### Short exercise a
List the four kinds of information that the passage on vehicle tracking says are widely used to trace detected objects and extract their trajectories.

### Passage given
* BEGIN *

Vehicle tracking is a technique for re-identifying the detected objects and associating them to the best-matched peers through consecutive frames. Pixel, shape, color, and bounding box (Bbox) information are widely used to trace the detected objects and to extract the object trajectories. Although pixel, shape, and color-based tracking methods are considered robust to track objects through successive frames, these methods are not sufficient for real-time video analysis applications since they are very slow. However, the methods including Kalman or Particle Filter tracking algorithms, which use bounding box info, are slightly faster than pixel, shape, or color-based approaches because they only process the coordinate information of the detected objects. But, these methods also become short when the number of objects on a certain frame increases [7]. For instance, the Kalman and Particle Filter tracking algorithms struggle on highways where objects move very fast and the number of objects is more than 30 on a frame. Furthermore, vehicle detection and tracking have been challenging tasks of classical computer vision and image processing research because of the issues such as partial or full occlusion of objects, illusion, camera shaking, extremely high or low-quality picture, distinct weather conditions including rain, snow and wind that complicate the vehicle detection, tracking, and data association processes, and in some cases, these problems make such systems completely fail [8]. Due to these reasons, a robust and real-time tracking algorithm is paramount for the effective and efficient video analysis tools.

* END *

### The input
* BEGIN *

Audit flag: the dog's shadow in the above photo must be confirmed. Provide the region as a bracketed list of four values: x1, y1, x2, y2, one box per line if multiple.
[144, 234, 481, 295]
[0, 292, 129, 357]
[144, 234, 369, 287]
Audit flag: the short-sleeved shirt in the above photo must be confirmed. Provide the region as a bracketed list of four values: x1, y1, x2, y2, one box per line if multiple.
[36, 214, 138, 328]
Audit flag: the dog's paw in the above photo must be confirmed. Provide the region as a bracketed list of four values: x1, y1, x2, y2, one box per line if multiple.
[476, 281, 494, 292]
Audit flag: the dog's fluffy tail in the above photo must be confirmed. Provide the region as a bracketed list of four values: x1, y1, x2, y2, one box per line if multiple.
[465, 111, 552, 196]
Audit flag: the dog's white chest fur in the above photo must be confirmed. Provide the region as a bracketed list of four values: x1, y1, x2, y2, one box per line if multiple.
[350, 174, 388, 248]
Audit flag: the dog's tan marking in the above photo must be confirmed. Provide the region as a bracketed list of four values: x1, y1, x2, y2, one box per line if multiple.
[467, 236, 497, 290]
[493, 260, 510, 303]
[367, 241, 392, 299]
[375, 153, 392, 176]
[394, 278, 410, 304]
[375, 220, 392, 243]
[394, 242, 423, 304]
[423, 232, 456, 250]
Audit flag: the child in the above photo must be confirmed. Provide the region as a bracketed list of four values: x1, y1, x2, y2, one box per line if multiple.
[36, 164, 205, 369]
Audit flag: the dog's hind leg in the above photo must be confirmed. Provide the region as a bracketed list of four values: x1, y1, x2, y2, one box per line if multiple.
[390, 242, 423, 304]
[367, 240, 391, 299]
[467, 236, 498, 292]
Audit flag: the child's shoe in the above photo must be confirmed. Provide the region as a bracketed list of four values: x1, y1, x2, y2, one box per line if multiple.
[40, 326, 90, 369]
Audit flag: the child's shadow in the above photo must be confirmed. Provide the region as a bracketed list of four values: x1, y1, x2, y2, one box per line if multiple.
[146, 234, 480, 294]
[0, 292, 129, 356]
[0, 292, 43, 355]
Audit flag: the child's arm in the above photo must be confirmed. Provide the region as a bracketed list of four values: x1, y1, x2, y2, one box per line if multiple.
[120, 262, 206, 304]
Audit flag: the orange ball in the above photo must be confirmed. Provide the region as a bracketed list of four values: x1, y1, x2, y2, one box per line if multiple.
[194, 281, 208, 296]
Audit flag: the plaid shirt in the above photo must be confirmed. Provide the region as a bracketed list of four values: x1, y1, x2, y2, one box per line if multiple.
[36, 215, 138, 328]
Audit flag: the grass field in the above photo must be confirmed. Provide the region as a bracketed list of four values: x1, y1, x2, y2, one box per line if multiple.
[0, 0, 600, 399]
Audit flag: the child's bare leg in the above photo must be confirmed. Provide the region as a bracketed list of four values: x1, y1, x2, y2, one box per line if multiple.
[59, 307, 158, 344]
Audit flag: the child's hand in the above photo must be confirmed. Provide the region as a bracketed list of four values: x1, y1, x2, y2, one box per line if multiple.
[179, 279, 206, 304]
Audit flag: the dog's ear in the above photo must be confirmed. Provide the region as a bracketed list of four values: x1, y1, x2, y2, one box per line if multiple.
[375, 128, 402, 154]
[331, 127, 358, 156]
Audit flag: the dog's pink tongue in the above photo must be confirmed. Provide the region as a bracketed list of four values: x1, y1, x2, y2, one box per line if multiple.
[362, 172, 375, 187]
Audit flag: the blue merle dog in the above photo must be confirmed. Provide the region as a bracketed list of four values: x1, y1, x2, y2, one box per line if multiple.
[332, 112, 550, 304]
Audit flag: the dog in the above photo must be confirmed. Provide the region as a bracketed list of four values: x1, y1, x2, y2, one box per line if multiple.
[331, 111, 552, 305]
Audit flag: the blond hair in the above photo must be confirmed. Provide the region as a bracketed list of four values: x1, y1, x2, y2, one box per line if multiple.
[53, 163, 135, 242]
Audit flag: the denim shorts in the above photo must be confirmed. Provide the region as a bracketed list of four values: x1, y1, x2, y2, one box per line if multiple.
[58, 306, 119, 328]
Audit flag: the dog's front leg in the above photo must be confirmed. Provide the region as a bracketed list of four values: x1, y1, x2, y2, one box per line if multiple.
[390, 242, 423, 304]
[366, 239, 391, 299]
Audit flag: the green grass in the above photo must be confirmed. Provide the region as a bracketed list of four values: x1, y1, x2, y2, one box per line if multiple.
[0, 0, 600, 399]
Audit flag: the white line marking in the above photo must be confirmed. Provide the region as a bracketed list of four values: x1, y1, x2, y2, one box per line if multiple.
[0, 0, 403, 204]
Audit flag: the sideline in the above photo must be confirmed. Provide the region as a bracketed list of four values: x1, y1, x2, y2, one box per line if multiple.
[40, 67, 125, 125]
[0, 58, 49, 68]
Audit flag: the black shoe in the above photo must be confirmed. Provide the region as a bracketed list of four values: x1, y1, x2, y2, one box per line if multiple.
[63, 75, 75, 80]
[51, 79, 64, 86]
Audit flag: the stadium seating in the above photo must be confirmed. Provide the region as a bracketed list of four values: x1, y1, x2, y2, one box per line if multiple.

* END *

### Short exercise b
Offset the box coordinates in the entries by 118. Rewrite everything from the line containing "Audit flag: the dog's tan" down to the line containing "[375, 220, 392, 243]", both lines included. Keep the request line and add 118 to every coordinate.

### Written reply a
Pixel, shape, color, and bounding box (Bbox) information.

### Written reply b
Audit flag: the dog's tan marking in the above photo must be confirmed. Provide the region as a bracketed list of four values: x1, y1, x2, y2, one box per line if multiple.
[585, 354, 615, 408]
[611, 378, 628, 421]
[485, 359, 510, 417]
[493, 271, 510, 294]
[512, 396, 528, 422]
[493, 338, 510, 361]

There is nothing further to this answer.